-- START EXTRACT --

Delaware   000-50808   20-0829917
(State or other jurisdiction of   (Commission File Number)   (IRS Employer Identification Number)
incorporation)        
     
One Riverway, Suite 1400    
Houston, Texas   77056
(Address of principal executive offices)   (Zip Code)
Registrant’s telephone number, including area code: (713) 292-2400
NOT APPLICABLE
(Former name or former address, if changed since last report.)
Check the appropriate box below if the Form 8-K filing is intended to simultaneously satisfy the filing obligation of the registrant under any of the following provisions:
o   Written communications pursuant to Rule 425 under the Securities Act (17 CFR 230.425)
 
o   Soliciting material pursuant to Rule 14a-12 under the Exchange Act (17 CFR 240.14a-12)
 
o   Pre-commencement communications pursuant to Rule 14d-2(b) under the Exchange Act (17 CFR 240.14d-2(b))
 
o   Pre-commencement communications pursuant to Rule 13e-4(c) under the Exchange Act (17 CFR 240.13e-4(c))
 
 

 


TABLE OF CONTENTS

Item 1.01 Entry into a Material Definitive Agreement
Item 2.03 Creation of a Direct Financial Obligation or an Obligation under an Off-Balance Sheet Arrangement of a Registrant
Item 7.01 Regulation FD Disclosure
Item 9.01 Financial Statements and Exhibits
SIGNATURES
EXHIBIT INDEX
EX-10.1
EX-10.2
EX-99.1


Table of Contents

Item 1.01 Entry into a Material Definitive Agreement.
Purchase Agreement
On May 26, 2011, WCA Waste Corporation (the “Company”), the subsidiary guarantors named therein (the “Guarantors”) and Credit Suisse Securities (USA) LLC (the “Representative”), as the representative of the several initial purchasers named therein (the “Purchasers”), entered into a Purchase Agreement (the “Purchase Agreement”) pursuant to which the Company agreed to sell to the Purchasers $175 million aggregate principal amount of its 7.50% Senior Notes due 2019, to be guaranteed by the Guarantors. The Purchase Agreement contains customary representations and warranties of the parties and indemnification and contribution provisions whereby the Company and the Guarantors, on the one hand, and the Purchasers, on the other hand, have agreed to indemnify each other against certain liabilities.

-- END EXTRACT --
-- START DATASET SECTION --

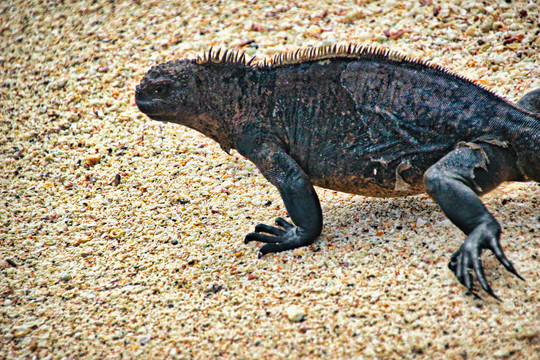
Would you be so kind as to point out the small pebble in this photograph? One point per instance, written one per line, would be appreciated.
(65, 277)
(295, 313)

-- END DATASET SECTION --

▶ _WRITTEN INSTRUCTION 1_:
In the Form 8-K excerpt, set down the passage starting at "One Riverway, Suite 1400" and ending at "(17 CFR 230.425)", word for word.
▶ _WRITTEN INSTRUCTION 2_:
Translate this sentence from the Form 8-K excerpt into Spanish: "The Purchase Agreement contains customary representations and warranties of the parties and indemnification and contribution provisions whereby the Company and the Guarantors, on the one hand, and the Purchasers, on the other hand, have agreed to indemnify each other against certain liabilities."

▶ _RESULT 1_:
One Riverway, Suite 1400    
Houston, Texas   77056
(Address of principal executive offices)   (Zip Code)
Registrant’s telephone number, including area code: (713) 292-2400
NOT APPLICABLE
(Former name or former address, if changed since last report.)
Check the appropriate box below if the Form 8-K filing is intended to simultaneously satisfy the filing obligation of the registrant under any of the following provisions:
o   Written communications pursuant to Rule 425 under the Securities Act (17 CFR 230.425)

▶ _RESULT 2_:
El Acuerdo de Compra contiene las declaraciones y garantías habituales de las partes y disposiciones de indemnización y contribución en virtud de las cuales la Compañía y los Garantes, por una parte, y los Compradores, por otra, han acordado indemnizarse mutuamente frente a determinadas responsabilidades.